> [What this task involves]: Copy the data exactly, pictures aside.

Dataset extract Block Start

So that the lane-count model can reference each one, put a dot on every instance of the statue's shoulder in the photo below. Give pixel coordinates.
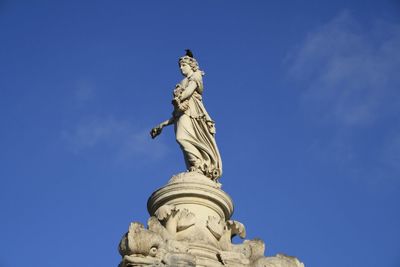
(196, 76)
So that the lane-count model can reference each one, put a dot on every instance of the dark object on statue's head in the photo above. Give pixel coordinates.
(189, 53)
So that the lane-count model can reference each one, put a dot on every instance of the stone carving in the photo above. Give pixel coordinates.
(175, 220)
(190, 225)
(190, 217)
(144, 247)
(194, 128)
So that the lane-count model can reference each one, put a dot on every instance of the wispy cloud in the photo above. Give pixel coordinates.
(350, 74)
(120, 139)
(85, 91)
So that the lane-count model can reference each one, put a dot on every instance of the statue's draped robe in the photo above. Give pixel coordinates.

Dataset extract Block End

> [Task solution]:
So that the lane-count model can reference each one, put a dot on every instance of the statue's shoulder in the photo below. Give pixel coordinates.
(196, 76)
So that the lane-count model can reference each one, put a dot on every instance of the dark object on statue's head in the photo above. Give pixel coordinates.
(189, 53)
So that the lane-count model can reference each one, put a dot on every instance of the stone carving in the photo above. Give pixel coordinates.
(175, 220)
(190, 225)
(190, 217)
(144, 247)
(194, 128)
So that the lane-count model can reference each one, put a dot on every instance of the wispy cloud in the photo above. Give pixel coordinates.
(350, 74)
(120, 139)
(85, 91)
So that the lane-count model can reference each one, put a dot on every instance of the statue's draped robe in the photo above. Give pixel coordinates.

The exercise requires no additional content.